▸ INPUT DATA:
------------------------

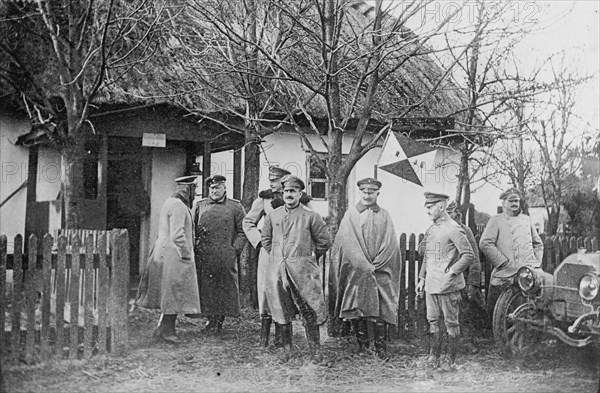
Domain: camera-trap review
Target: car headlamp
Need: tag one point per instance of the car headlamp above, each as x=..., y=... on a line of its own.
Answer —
x=526, y=279
x=588, y=287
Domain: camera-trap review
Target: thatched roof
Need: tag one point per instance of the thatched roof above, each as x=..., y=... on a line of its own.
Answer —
x=187, y=69
x=204, y=82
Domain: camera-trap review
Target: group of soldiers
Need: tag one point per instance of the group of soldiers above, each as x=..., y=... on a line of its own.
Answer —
x=193, y=270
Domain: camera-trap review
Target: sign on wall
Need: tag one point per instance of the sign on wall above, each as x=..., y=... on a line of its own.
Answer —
x=154, y=140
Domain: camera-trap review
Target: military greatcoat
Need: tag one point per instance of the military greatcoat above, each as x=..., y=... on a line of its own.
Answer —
x=169, y=280
x=263, y=205
x=220, y=240
x=447, y=255
x=365, y=266
x=292, y=237
x=510, y=242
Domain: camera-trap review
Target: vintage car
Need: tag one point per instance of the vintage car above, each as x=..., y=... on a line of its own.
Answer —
x=565, y=304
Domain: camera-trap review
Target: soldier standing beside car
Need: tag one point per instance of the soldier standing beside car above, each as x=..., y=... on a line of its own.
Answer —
x=509, y=241
x=447, y=255
x=365, y=268
x=295, y=238
x=265, y=203
x=220, y=240
x=169, y=280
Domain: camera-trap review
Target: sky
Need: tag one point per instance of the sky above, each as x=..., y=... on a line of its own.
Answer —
x=558, y=25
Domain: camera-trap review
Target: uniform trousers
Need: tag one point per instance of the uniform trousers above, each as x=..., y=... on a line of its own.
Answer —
x=445, y=305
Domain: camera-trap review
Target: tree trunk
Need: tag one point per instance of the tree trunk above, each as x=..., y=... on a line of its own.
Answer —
x=72, y=185
x=249, y=258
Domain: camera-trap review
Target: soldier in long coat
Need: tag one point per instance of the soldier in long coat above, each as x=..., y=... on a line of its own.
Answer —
x=365, y=268
x=220, y=240
x=447, y=255
x=265, y=203
x=295, y=238
x=169, y=280
x=509, y=241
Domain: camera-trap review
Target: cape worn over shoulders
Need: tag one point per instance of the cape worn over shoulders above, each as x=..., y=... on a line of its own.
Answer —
x=365, y=268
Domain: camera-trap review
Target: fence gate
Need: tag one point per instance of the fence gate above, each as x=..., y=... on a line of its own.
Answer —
x=65, y=298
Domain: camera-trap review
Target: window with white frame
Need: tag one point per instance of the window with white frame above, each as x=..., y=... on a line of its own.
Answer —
x=317, y=178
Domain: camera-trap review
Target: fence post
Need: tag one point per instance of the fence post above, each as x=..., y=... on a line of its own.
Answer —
x=410, y=290
x=119, y=291
x=30, y=297
x=74, y=297
x=61, y=265
x=3, y=296
x=46, y=277
x=402, y=299
x=102, y=294
x=88, y=306
x=17, y=299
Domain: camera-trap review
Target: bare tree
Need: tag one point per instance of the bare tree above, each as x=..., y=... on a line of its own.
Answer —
x=496, y=87
x=561, y=141
x=57, y=55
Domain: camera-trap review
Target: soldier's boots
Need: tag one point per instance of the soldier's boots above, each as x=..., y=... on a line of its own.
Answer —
x=214, y=324
x=265, y=330
x=313, y=337
x=219, y=324
x=453, y=344
x=362, y=334
x=435, y=349
x=286, y=340
x=379, y=332
x=211, y=324
x=166, y=330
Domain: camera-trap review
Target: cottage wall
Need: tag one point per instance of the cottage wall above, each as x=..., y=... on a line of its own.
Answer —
x=13, y=173
x=403, y=199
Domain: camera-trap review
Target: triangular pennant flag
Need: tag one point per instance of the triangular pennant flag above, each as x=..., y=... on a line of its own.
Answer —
x=392, y=151
x=398, y=154
x=404, y=170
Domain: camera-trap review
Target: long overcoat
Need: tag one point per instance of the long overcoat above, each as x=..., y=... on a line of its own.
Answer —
x=292, y=237
x=169, y=280
x=262, y=206
x=220, y=239
x=509, y=242
x=365, y=266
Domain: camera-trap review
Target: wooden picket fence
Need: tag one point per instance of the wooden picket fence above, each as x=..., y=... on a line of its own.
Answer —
x=50, y=309
x=412, y=321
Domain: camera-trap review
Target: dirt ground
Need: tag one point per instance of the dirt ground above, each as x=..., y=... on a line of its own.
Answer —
x=233, y=362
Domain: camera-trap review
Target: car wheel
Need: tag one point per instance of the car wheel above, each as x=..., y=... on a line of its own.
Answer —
x=522, y=339
x=508, y=301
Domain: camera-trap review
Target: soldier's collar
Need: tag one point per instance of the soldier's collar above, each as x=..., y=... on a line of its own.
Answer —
x=361, y=207
x=210, y=200
x=442, y=219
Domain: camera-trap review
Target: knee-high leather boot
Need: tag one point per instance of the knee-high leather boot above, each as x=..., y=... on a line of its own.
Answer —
x=435, y=349
x=265, y=330
x=219, y=323
x=453, y=343
x=313, y=336
x=379, y=329
x=362, y=334
x=166, y=330
x=286, y=339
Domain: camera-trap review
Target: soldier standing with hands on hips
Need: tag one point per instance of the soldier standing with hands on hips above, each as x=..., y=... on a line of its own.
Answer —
x=447, y=253
x=265, y=203
x=295, y=237
x=169, y=280
x=220, y=240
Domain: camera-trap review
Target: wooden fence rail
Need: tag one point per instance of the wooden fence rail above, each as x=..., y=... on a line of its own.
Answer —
x=51, y=309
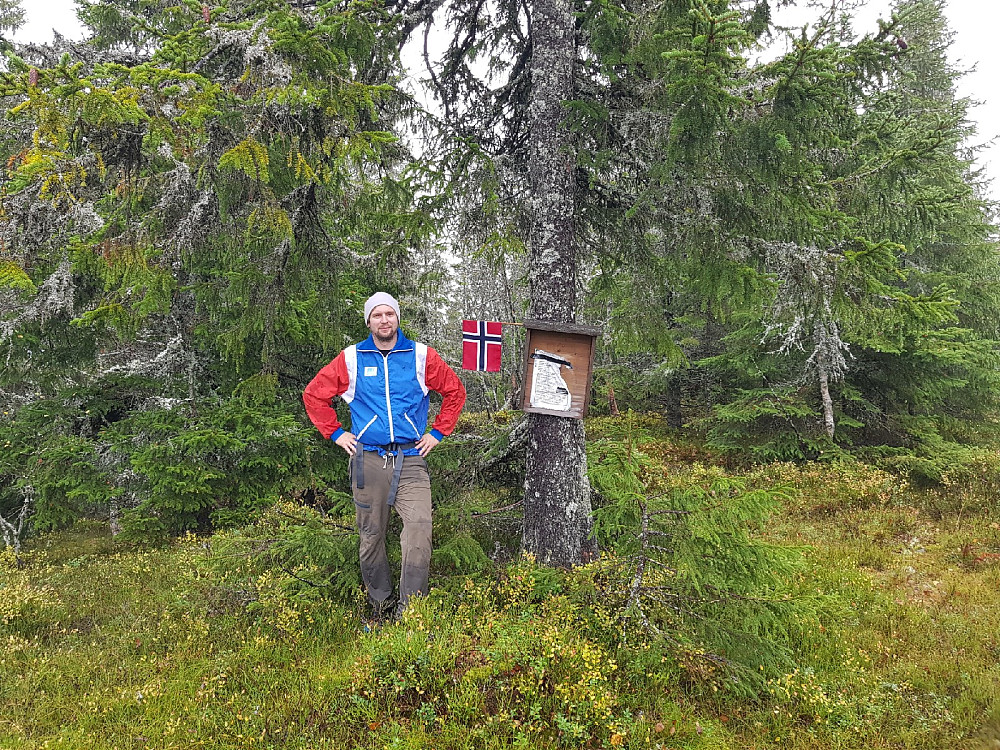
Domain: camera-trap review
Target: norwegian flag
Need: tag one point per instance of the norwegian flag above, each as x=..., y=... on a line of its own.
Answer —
x=481, y=342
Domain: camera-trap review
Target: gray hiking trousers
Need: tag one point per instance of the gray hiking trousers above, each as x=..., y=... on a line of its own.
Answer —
x=413, y=504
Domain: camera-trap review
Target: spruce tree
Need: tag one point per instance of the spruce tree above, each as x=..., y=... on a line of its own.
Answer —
x=195, y=204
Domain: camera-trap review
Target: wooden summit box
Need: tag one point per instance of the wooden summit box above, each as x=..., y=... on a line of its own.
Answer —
x=558, y=368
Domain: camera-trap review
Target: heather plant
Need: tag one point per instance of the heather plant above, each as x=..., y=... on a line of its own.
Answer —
x=686, y=569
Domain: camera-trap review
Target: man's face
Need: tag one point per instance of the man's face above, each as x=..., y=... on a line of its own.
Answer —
x=383, y=324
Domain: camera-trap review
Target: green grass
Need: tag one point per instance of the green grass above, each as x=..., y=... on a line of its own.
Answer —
x=108, y=646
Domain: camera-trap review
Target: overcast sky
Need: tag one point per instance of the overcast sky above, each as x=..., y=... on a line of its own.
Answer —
x=974, y=23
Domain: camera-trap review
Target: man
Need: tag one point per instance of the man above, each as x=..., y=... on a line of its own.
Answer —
x=386, y=380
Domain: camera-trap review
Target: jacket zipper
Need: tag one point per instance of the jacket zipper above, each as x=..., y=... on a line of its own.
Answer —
x=415, y=430
x=370, y=421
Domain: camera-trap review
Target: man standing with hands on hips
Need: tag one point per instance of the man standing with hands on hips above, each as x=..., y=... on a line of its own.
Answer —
x=386, y=380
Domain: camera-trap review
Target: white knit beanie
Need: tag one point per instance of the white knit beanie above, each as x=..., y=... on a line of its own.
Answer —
x=380, y=298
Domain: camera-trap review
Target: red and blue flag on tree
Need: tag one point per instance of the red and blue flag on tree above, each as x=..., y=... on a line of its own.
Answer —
x=481, y=342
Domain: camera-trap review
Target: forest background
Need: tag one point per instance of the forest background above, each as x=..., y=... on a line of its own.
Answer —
x=791, y=260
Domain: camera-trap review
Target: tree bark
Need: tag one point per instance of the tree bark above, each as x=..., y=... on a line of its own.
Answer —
x=829, y=426
x=557, y=511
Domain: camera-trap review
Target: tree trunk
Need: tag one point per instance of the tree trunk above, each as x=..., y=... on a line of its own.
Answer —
x=829, y=426
x=557, y=522
x=675, y=416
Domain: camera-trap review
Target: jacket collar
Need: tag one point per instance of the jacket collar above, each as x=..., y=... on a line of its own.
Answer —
x=402, y=343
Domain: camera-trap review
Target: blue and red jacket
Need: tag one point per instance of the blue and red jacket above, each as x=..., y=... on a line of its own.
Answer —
x=387, y=393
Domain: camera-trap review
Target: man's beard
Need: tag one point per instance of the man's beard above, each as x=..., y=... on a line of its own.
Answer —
x=379, y=338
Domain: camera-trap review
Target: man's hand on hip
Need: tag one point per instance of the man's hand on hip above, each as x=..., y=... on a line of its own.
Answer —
x=426, y=442
x=348, y=442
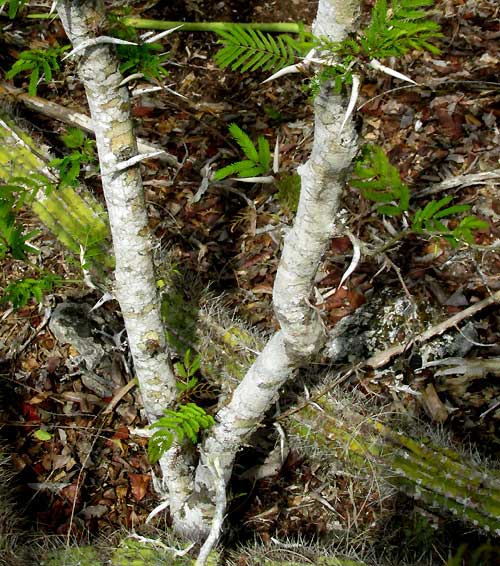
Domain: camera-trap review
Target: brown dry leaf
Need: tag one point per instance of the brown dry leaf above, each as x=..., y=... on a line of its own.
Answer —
x=433, y=404
x=139, y=485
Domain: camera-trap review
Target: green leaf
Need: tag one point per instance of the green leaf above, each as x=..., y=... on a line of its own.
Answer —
x=249, y=49
x=264, y=153
x=232, y=169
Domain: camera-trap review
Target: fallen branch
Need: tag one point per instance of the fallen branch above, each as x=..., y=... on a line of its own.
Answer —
x=75, y=119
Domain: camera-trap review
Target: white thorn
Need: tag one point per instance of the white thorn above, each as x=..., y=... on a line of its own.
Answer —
x=356, y=256
x=97, y=41
x=276, y=156
x=377, y=65
x=352, y=101
x=136, y=159
x=162, y=34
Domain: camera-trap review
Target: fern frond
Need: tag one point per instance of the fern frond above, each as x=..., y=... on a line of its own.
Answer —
x=396, y=29
x=252, y=50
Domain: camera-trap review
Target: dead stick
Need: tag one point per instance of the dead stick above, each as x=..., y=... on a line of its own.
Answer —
x=72, y=118
x=381, y=358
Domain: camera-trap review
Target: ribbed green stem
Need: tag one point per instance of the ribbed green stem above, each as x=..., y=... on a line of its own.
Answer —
x=439, y=476
x=160, y=25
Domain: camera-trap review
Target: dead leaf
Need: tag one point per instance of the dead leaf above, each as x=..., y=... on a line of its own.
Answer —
x=139, y=485
x=433, y=404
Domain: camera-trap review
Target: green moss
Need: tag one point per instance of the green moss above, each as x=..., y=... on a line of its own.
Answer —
x=288, y=194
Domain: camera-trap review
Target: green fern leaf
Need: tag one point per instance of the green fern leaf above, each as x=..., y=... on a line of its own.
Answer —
x=264, y=153
x=232, y=169
x=252, y=50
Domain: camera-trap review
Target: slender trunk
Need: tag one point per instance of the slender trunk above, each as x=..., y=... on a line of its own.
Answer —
x=135, y=285
x=302, y=333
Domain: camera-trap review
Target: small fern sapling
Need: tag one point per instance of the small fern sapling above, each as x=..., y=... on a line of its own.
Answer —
x=380, y=182
x=186, y=422
x=258, y=159
x=20, y=292
x=83, y=153
x=253, y=50
x=144, y=59
x=15, y=240
x=37, y=63
x=187, y=370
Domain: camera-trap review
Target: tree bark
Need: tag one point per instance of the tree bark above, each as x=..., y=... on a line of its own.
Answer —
x=135, y=285
x=302, y=333
x=194, y=498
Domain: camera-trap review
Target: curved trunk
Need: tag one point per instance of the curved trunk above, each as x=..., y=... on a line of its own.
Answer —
x=302, y=333
x=135, y=285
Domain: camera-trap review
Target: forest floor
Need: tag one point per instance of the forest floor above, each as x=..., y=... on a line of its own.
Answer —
x=93, y=476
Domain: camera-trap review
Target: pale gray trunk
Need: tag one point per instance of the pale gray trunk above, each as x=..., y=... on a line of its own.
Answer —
x=135, y=285
x=302, y=333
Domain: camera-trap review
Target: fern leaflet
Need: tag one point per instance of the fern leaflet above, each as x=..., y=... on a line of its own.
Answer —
x=187, y=421
x=252, y=50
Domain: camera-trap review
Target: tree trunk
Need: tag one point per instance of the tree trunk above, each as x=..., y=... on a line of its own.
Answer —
x=194, y=501
x=302, y=333
x=135, y=285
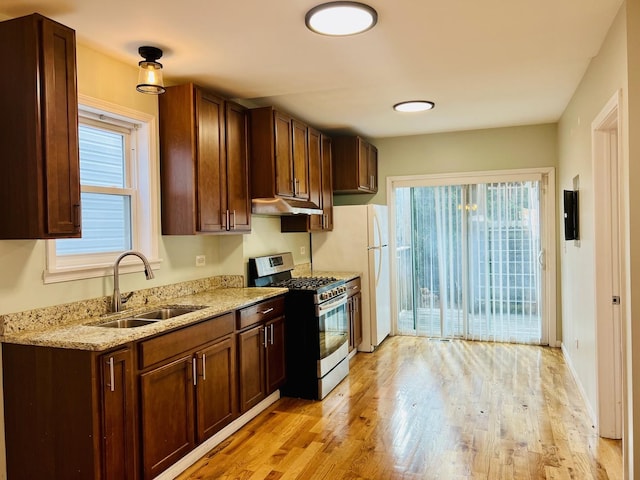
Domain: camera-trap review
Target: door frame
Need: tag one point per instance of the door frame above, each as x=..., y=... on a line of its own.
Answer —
x=546, y=175
x=609, y=261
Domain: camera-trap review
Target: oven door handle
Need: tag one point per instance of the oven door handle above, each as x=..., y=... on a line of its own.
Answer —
x=334, y=303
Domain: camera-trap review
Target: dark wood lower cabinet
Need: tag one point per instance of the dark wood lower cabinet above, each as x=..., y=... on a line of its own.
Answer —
x=167, y=415
x=134, y=411
x=216, y=388
x=187, y=390
x=69, y=414
x=252, y=371
x=119, y=440
x=261, y=351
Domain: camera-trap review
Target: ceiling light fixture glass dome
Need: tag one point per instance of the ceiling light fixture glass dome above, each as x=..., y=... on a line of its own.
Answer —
x=341, y=18
x=414, y=106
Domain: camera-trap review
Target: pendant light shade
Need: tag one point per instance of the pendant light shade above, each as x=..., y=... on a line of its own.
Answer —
x=341, y=18
x=150, y=74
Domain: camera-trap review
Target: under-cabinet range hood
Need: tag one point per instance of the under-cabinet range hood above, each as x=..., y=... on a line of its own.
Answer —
x=283, y=206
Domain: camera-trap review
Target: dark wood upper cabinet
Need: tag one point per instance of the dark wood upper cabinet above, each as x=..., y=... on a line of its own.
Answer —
x=355, y=166
x=279, y=155
x=320, y=188
x=204, y=163
x=40, y=181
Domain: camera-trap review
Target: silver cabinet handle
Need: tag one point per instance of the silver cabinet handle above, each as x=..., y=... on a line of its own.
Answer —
x=112, y=375
x=204, y=367
x=195, y=371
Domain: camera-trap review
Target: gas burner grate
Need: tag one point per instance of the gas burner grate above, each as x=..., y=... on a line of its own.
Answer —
x=306, y=283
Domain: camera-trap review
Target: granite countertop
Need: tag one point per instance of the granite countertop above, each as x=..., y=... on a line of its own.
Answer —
x=86, y=334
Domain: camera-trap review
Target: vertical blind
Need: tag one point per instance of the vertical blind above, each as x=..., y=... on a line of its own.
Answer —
x=467, y=261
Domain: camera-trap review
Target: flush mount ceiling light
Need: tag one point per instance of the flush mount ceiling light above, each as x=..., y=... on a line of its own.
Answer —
x=341, y=18
x=414, y=106
x=150, y=75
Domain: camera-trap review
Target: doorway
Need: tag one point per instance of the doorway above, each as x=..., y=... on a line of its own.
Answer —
x=470, y=257
x=608, y=261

------------------------

▸ WORK REQUEST:
Only the lines above from the line containing "Target: soldier's collar" through the line containing "Target: wooden fence rail" should be retyped, exactly and with both ends included.

▸ WORKED SOLUTION:
Target: soldier's collar
Need: tag one point per instance of the soldier's collar above, each as x=..., y=... on a line of its own.
Answer —
x=361, y=207
x=210, y=200
x=442, y=219
Domain: camera-trap review
Target: knee-high leather boot
Need: tag one point per instance of the knee-high leather boot above, each as x=..., y=... on a line of its own.
Answer —
x=435, y=349
x=265, y=330
x=219, y=323
x=453, y=343
x=313, y=336
x=379, y=329
x=362, y=334
x=166, y=330
x=286, y=339
Domain: camera-trap review
Target: soldier standing with hands on hips
Need: tag one point per instance of the soldier standing with hands on hips above, each as x=..., y=... on a line of its own.
Answer —
x=447, y=253
x=265, y=203
x=295, y=237
x=169, y=280
x=220, y=240
Domain: camera-trap review
Target: wooden fence rail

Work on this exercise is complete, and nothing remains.